» **DATA FOR THE TASK**:
# # #
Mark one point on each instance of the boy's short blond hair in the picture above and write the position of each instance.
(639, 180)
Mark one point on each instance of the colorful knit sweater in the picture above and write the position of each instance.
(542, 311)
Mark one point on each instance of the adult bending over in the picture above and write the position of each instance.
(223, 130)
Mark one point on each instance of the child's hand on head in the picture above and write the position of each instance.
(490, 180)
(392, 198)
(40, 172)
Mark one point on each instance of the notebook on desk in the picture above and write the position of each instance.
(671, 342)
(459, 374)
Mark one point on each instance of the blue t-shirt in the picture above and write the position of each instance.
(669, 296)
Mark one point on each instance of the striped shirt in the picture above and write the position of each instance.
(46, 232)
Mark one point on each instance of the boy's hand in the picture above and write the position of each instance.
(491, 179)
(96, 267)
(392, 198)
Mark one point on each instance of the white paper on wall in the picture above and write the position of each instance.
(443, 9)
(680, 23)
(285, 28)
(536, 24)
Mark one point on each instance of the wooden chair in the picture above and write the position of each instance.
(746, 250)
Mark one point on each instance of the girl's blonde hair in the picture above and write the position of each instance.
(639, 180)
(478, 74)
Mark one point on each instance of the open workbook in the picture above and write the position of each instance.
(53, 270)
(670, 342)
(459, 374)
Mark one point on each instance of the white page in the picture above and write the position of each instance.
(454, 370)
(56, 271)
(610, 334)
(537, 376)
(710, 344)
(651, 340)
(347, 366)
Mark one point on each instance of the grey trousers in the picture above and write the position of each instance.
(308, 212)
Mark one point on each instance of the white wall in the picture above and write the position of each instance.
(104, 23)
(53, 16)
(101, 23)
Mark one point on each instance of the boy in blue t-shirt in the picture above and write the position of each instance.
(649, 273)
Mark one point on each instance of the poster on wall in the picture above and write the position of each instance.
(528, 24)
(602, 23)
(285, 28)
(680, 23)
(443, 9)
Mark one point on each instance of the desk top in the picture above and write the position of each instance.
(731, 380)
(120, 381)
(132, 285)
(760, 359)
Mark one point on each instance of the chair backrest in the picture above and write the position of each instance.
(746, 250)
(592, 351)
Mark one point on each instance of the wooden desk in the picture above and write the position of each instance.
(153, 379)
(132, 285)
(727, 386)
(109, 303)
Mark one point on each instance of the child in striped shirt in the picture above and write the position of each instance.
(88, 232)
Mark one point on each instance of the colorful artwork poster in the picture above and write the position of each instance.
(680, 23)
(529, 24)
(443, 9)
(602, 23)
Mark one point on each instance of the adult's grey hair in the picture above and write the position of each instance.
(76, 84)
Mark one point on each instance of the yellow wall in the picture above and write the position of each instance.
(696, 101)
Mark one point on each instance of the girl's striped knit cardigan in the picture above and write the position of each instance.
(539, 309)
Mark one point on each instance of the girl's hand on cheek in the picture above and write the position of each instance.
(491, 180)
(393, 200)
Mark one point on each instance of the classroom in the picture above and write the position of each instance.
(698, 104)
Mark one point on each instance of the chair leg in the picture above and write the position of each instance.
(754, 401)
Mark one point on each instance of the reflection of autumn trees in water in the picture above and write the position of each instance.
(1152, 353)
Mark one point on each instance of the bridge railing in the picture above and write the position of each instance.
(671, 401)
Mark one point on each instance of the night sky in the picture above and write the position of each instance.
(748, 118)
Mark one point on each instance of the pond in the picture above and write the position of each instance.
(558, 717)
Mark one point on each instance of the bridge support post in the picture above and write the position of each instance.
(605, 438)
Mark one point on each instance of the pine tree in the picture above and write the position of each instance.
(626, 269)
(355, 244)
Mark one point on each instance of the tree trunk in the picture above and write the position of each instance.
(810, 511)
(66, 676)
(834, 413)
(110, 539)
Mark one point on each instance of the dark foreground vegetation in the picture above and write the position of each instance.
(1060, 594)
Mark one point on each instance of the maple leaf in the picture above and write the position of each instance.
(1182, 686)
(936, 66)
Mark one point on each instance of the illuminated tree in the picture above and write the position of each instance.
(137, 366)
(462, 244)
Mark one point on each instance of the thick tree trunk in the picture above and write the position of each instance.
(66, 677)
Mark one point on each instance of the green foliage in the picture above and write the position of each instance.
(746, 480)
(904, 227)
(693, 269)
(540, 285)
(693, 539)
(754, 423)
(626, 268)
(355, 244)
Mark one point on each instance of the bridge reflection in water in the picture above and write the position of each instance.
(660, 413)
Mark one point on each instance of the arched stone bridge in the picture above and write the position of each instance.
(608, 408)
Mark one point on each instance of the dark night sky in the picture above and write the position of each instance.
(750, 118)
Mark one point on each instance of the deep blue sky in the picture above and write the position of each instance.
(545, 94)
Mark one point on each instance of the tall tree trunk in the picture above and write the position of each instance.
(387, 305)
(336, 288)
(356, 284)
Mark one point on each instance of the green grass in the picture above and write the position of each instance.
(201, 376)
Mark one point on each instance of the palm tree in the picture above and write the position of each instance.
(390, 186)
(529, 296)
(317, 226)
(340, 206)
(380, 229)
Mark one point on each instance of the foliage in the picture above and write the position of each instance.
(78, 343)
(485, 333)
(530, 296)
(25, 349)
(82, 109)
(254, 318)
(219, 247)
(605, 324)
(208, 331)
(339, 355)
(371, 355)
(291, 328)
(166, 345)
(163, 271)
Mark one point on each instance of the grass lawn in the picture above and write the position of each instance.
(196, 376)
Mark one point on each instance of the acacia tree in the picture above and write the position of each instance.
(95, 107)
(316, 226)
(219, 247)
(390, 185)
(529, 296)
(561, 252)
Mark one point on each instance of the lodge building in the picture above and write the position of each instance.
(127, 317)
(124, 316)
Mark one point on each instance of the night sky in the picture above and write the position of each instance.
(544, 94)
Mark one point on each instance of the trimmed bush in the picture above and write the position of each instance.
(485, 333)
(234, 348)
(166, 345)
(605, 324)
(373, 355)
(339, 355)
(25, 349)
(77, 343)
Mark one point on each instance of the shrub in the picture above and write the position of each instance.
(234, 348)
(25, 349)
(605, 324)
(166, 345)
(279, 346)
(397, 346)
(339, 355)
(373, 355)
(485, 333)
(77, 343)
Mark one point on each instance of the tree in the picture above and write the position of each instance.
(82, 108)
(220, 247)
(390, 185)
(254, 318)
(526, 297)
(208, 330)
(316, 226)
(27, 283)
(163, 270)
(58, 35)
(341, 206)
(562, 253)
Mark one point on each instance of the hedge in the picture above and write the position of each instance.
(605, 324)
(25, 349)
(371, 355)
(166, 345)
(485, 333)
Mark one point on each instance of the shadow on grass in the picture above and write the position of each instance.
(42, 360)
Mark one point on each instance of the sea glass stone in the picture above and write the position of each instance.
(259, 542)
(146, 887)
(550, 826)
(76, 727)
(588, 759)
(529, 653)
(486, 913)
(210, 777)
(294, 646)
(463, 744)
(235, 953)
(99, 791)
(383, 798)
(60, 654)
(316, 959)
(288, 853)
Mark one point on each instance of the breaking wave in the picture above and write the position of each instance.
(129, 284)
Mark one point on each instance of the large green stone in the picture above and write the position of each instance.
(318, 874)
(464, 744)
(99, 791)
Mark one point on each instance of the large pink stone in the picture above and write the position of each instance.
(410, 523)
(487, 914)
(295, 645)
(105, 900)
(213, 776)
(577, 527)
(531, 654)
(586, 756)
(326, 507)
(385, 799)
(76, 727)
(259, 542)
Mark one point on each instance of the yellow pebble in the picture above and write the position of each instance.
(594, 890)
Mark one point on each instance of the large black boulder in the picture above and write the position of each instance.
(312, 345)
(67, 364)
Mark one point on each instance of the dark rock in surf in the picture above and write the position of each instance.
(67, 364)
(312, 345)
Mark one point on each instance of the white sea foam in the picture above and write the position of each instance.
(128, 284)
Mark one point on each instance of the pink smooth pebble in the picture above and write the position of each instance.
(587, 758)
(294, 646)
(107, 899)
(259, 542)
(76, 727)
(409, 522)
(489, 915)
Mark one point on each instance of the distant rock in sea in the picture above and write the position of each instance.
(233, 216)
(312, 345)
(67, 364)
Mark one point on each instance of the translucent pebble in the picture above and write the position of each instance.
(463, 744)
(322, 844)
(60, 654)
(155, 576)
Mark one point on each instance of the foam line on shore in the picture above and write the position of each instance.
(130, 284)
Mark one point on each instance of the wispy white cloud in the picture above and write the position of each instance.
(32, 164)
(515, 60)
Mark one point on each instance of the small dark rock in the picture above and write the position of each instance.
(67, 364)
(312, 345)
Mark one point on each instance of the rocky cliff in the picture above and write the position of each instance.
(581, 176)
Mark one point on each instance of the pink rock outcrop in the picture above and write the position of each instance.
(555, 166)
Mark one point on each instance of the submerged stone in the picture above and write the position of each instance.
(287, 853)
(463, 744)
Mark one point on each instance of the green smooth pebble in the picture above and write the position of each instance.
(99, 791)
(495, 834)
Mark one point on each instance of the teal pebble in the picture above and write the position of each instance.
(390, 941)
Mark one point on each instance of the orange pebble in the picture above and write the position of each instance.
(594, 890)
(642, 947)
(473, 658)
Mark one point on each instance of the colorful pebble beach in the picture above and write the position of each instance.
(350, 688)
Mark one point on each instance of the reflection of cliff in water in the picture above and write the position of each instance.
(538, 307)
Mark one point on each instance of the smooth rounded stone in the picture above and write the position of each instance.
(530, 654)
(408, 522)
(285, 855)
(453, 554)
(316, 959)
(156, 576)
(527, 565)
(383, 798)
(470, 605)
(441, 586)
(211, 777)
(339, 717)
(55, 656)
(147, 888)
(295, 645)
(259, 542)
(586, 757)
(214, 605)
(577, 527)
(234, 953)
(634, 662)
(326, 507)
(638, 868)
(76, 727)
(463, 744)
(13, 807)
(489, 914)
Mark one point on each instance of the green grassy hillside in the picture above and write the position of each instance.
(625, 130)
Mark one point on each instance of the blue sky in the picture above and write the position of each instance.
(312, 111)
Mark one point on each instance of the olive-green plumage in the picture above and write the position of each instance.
# # #
Everything from the line containing "Mark one point on each instance of the reflection of cliff" through the final line of the listing, inclusive, must be reproduced exactly; leave out the rest.

Mark one point on each instance of the reflection of cliff in water in the picture above and write the position of each instance.
(538, 307)
Mark one point on each instance of the smooth rounded stone in the picture above and write the position of each instance.
(530, 654)
(408, 522)
(285, 855)
(453, 554)
(316, 959)
(156, 576)
(527, 565)
(383, 798)
(470, 605)
(441, 586)
(211, 777)
(339, 717)
(55, 656)
(147, 888)
(295, 645)
(259, 542)
(586, 757)
(214, 605)
(577, 527)
(234, 953)
(634, 662)
(326, 507)
(638, 868)
(76, 727)
(463, 744)
(13, 807)
(489, 914)
Mark one point on each instance of the green grassy hillside in the picture above and write the position of each instance.
(625, 130)
Mark one point on each instance of the blue sky in the picture above and write the position of each instance.
(312, 111)
Mark one point on each instance of the olive-green plumage in the picture above and write the position of each instance.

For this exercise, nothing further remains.